* [Passage shown]

§ §

IT was 2007 and the fledgling power-sharing administration in Northern Ireland was seeking support and legitimacy.

In successive choreographed phone calls the Rev Ian Paisley and Martin McGuinness, First Minister and Deputy First Minister of Northern Ireland respectively, invited the newly-elected First Minister of Scotland to address the Stormont Assembly.

I went and I delivered an address in the Senate chamber finely tuned to upset as few apple carts as possible. But what I saw was amazing. The press reports of a rapport between the First Minister and his Deputy were underestimated.

In private, the relationship was already deeply personal, even avuncular, between Paisley and the younger man.

In the evening, in the great halls of Stormont, there was a carefully balanced melody of Irish and Scots-Irish traditional music boasting both pipers and flautists!

And there amid the flute band there was a Lambeg Drum – a very symbol of the Protestant supremacy in Northern Ireland.

All day, I had been looking for a photo to encapsulate progress in an atmosphere where handshakes were still problematic and pictures – like phrases – make history in Ireland.

“You wouldn’t usually be so close to one of these drums?” I turned to Martin McGuinness and asked.

“100 yards, protesting” was the response he gave me.

“Ah,” I said. “It would be something if you and Ian were to beat it together would it not?”

Five minutes later, after a hastily summoned confab, the deed was done. Me behind the drum and Paisley and McGuinness with a drumstick each.

It was in the days before pictures went viral. Nowadays, it would have been a certainty.

I thought of that picture yesterday when news came through of Martin McGuinness’s passing and the reaction to it.

In the responses to his death, some were caught in the hurt of the past but some were overcoming it.

It is impossible to criticise those who lost so much, but some of those who lost the most were among those paying the most generous tributes.

Ian Paisley jnr MP’s thought of yesterday that “we are not judged by where we begin but by where we end up” has a more than a Presbyterian ring to it. However, it is a truth which I firmly and intimately recognise.

§ §

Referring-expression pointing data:
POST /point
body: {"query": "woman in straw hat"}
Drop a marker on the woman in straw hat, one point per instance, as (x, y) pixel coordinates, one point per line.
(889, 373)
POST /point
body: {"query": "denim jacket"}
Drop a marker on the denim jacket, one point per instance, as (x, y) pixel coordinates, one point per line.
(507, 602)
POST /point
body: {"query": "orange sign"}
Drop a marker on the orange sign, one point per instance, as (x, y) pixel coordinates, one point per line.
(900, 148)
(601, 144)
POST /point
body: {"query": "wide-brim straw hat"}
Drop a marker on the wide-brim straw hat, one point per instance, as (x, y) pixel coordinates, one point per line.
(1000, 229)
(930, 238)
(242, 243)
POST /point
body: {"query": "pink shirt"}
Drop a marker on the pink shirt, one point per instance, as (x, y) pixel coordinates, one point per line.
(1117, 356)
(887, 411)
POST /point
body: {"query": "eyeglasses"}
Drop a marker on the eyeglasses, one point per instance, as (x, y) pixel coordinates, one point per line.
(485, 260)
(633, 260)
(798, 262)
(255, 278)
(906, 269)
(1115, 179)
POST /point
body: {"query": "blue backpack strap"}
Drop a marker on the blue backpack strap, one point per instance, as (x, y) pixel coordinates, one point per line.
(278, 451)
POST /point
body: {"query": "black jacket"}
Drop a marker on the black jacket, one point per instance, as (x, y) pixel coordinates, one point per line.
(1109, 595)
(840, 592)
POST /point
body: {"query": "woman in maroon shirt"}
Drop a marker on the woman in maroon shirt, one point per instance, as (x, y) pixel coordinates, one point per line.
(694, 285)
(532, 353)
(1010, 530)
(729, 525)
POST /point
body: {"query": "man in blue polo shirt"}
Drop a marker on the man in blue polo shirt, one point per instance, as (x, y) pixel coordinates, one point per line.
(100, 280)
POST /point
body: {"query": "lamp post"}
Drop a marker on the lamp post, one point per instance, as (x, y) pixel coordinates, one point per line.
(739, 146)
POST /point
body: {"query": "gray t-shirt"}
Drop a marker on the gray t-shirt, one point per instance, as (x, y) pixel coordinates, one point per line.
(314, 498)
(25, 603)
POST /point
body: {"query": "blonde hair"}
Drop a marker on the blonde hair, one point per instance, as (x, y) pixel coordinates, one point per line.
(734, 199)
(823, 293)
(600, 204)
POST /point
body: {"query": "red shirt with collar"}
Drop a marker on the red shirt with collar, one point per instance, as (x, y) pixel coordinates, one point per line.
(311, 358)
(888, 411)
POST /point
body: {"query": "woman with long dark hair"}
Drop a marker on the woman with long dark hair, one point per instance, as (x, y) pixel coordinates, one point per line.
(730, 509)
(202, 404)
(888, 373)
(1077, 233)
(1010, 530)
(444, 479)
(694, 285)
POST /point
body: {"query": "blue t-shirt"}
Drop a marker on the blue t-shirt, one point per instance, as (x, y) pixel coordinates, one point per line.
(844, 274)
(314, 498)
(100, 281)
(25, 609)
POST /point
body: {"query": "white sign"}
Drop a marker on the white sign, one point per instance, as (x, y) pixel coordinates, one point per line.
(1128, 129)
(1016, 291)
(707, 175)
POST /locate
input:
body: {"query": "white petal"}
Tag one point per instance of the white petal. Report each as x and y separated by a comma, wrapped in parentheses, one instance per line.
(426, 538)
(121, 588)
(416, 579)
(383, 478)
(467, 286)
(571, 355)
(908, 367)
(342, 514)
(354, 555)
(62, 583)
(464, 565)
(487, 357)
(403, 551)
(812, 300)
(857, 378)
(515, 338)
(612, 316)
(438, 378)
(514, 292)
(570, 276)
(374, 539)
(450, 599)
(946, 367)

§ §

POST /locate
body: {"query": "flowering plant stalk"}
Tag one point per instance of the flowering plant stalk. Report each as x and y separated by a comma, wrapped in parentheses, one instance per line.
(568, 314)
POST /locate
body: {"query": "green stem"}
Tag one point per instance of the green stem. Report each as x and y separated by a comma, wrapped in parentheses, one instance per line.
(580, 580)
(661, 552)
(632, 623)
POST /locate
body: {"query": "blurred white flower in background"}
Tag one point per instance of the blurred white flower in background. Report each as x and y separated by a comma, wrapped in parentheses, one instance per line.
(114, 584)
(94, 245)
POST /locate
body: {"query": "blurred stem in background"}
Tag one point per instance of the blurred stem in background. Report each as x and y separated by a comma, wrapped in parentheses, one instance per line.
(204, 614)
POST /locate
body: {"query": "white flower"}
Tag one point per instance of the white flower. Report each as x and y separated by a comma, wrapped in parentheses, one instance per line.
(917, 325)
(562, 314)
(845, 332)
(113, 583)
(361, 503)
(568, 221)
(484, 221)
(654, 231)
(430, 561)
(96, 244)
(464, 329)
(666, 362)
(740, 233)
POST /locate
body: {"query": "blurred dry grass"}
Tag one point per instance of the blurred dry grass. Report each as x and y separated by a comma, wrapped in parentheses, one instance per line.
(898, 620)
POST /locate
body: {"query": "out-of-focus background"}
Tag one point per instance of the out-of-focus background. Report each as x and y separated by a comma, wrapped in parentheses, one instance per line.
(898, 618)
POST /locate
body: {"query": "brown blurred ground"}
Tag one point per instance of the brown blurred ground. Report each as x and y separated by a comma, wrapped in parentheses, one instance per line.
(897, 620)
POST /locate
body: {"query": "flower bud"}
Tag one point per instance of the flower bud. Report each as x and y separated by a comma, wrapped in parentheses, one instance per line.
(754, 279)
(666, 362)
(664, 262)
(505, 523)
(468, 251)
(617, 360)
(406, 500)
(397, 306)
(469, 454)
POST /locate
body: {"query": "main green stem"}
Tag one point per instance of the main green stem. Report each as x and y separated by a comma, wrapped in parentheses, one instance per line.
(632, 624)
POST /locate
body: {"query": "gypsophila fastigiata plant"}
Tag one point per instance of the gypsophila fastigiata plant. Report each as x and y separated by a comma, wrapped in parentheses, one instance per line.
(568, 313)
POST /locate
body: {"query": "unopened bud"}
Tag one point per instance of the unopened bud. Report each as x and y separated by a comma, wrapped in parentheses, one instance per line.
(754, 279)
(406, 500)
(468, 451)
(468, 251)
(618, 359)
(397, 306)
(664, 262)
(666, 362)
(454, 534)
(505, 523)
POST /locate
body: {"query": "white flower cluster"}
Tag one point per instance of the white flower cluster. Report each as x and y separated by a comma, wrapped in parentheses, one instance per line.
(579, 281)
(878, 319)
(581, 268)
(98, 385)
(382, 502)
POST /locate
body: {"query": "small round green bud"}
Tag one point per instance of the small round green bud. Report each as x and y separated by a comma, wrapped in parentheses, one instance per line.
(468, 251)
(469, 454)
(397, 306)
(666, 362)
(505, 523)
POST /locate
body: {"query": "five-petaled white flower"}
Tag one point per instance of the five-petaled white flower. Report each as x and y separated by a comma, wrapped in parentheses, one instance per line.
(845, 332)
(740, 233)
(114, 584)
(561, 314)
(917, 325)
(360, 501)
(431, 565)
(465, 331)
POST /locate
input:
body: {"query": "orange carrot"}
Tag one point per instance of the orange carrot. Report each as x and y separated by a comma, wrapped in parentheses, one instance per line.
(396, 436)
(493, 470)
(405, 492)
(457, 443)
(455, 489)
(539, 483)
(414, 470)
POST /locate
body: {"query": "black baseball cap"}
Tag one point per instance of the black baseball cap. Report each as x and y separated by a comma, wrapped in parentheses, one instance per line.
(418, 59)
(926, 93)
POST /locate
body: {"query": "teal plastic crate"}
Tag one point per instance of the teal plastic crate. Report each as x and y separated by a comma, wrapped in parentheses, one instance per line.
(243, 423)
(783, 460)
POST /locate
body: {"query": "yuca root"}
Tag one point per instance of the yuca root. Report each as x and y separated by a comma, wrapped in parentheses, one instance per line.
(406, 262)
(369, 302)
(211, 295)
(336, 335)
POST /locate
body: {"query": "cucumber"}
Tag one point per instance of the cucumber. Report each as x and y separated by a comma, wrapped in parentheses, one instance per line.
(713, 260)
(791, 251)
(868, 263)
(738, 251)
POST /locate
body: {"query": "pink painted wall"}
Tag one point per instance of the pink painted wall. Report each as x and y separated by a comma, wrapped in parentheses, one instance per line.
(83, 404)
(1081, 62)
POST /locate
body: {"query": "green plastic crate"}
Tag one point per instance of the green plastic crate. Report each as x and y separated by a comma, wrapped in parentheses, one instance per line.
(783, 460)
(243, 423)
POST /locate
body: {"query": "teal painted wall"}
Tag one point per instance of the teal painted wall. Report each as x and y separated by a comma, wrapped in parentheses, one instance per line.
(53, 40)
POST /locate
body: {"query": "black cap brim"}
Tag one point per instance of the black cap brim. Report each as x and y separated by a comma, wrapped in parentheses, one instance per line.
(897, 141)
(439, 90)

§ §

* [Activity A]
Answer these questions about the McGuinness recollection:
(i) Who invited the newly-elected First Minister of Scotland to address the Stormont Assembly?
(ii) In which chamber was the address delivered?
(iii) What reply did Martin McGuinness give when asked whether he would usually be so close to one of these drums?
* [Activity B] Can you write out the stretch of the McGuinness recollection from "It was in the" through "and intimately recognise." again, swapping "tributes" for "eulogies"?

* [Output A]
(i) The Rev Ian Paisley and Martin McGuinness.
(ii) The Senate chamber.
(iii) "100 yards, protesting."

* [Output B]
It was in the days before pictures went viral. Nowadays, it would have been a certainty.

I thought of that picture yesterday when news came through of Martin McGuinness’s passing and the reaction to it.

In the responses to his death, some were caught in the hurt of the past but some were overcoming it.

It is impossible to criticise those who lost so much, but some of those who lost the most were among those paying the most generous eulogies.

Ian Paisley jnr MP’s thought of yesterday that “we are not judged by where we begin but by where we end up” has a more than a Presbyterian ring to it. However, it is a truth which I firmly and intimately recognise.